GIVEN PROBLEM: Locate each line in the data below that contains the word "leaf", and copy those lines out in full.

EXTRACTED DATA:
■ ■ ■ ■ ■ ■ ■

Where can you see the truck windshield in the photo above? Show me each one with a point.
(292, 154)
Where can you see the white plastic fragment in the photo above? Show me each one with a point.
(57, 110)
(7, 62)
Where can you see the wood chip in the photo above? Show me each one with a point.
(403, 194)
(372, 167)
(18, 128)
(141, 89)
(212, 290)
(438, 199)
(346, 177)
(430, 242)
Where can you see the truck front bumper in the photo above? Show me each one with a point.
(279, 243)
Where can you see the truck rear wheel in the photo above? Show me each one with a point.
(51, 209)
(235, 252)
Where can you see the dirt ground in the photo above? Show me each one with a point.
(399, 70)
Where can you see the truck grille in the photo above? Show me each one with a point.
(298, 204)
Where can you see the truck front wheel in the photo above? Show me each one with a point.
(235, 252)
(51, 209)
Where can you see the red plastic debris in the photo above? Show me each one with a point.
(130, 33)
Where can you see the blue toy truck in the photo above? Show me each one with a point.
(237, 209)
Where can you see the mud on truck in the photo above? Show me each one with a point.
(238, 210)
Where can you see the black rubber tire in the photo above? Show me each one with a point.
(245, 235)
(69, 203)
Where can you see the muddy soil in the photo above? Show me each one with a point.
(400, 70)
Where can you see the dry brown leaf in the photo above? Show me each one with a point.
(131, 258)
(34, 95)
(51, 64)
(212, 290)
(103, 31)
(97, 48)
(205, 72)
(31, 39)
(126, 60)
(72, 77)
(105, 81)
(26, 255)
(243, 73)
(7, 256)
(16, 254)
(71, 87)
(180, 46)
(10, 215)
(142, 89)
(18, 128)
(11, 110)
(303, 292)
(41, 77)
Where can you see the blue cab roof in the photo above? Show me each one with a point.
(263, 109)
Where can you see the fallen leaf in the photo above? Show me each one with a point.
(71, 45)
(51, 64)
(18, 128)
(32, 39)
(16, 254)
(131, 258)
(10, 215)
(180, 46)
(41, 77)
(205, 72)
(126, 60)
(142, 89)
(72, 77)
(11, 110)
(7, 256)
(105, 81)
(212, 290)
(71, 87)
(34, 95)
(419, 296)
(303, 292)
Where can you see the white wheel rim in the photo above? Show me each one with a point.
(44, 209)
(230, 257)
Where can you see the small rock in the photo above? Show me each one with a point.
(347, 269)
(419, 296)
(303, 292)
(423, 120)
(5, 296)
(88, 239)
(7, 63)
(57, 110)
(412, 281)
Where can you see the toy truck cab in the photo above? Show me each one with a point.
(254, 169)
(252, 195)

■ ■ ■ ■ ■ ■ ■

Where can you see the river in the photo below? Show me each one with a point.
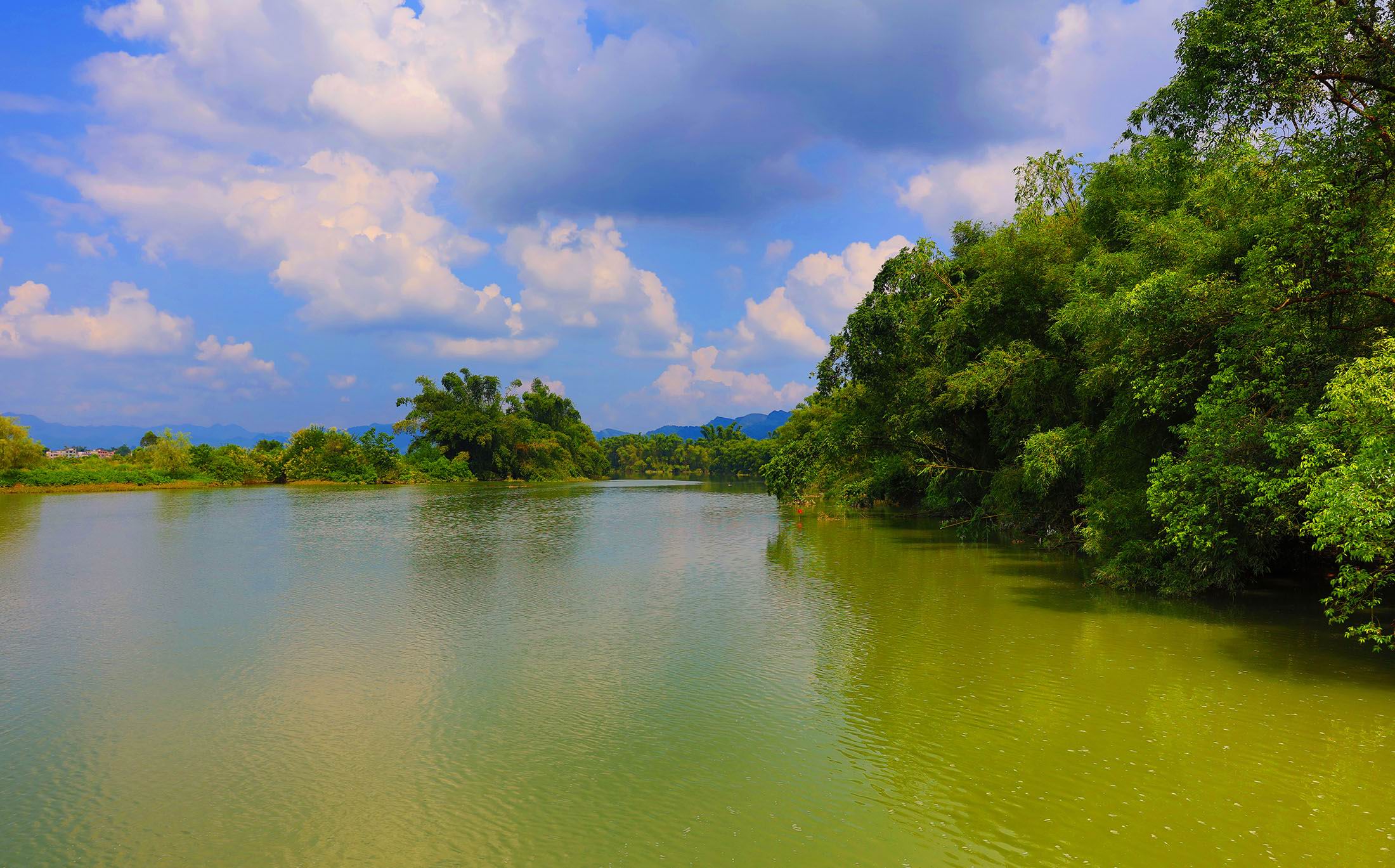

■ ■ ■ ■ ■ ■ ■

WRITTEN REPLY:
Where can you see the dry brown leaf in the photo above? Show me each one with a point.
Where can you see the fallen leaf in the photo above? Show me each one with a point.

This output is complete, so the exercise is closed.